- Written problem
Locate every line in the material below that contains the word "ornament", and copy each such line in full.

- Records
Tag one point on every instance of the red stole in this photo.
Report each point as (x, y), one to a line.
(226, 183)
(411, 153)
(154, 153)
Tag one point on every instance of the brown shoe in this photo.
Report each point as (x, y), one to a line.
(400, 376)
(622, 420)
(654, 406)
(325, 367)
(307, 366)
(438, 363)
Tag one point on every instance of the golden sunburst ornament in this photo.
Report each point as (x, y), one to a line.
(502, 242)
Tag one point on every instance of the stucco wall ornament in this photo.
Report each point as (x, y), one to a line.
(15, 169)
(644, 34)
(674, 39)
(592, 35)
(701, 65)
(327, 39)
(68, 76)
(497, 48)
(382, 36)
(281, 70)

---

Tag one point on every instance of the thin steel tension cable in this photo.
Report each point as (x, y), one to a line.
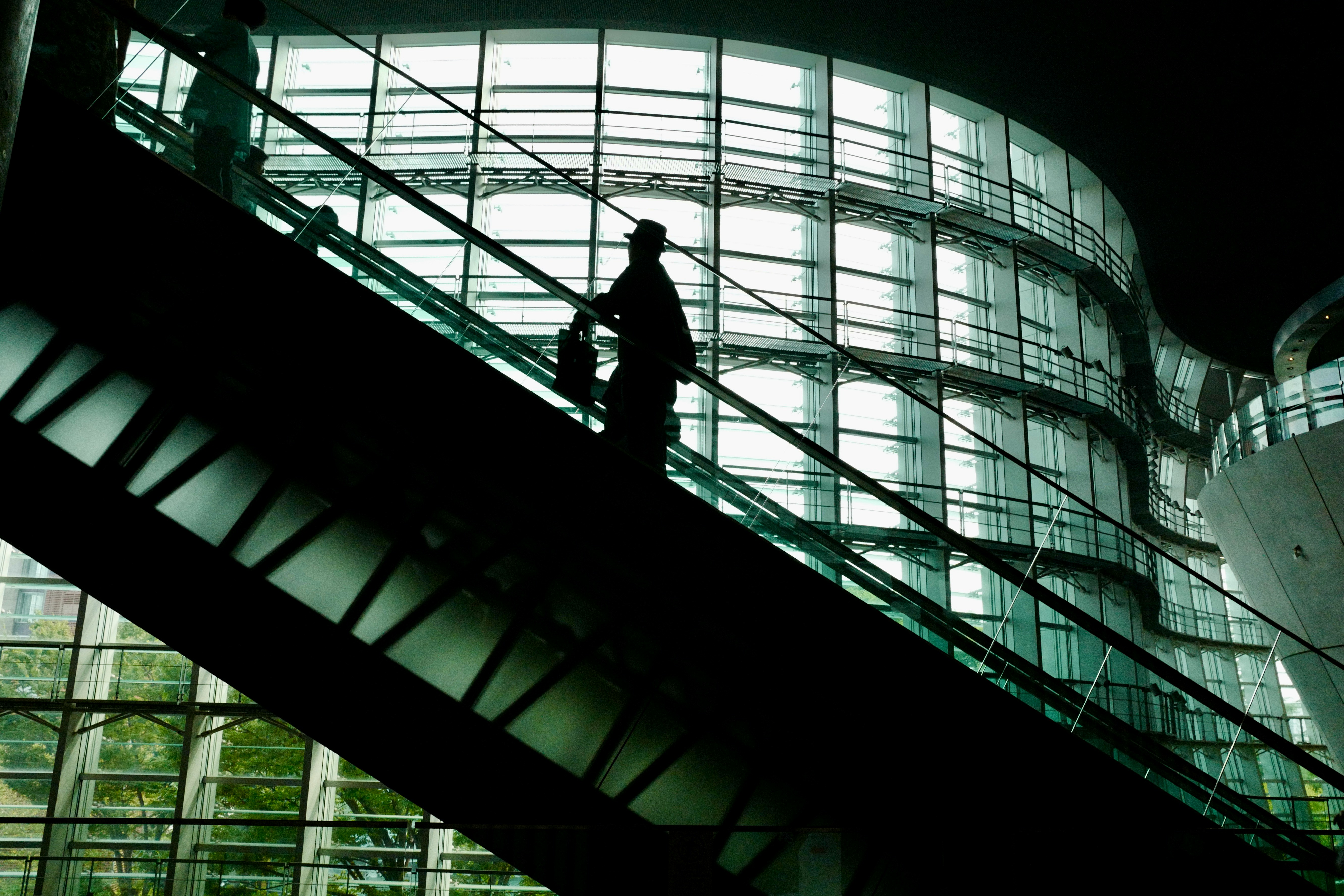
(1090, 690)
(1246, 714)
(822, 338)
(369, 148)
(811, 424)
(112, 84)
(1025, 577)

- Answer to this problem
Tag one point on every instance of the golden sunburst ornament in this photo.
Tag one point on every instance of the stucco wall ornament in this photo.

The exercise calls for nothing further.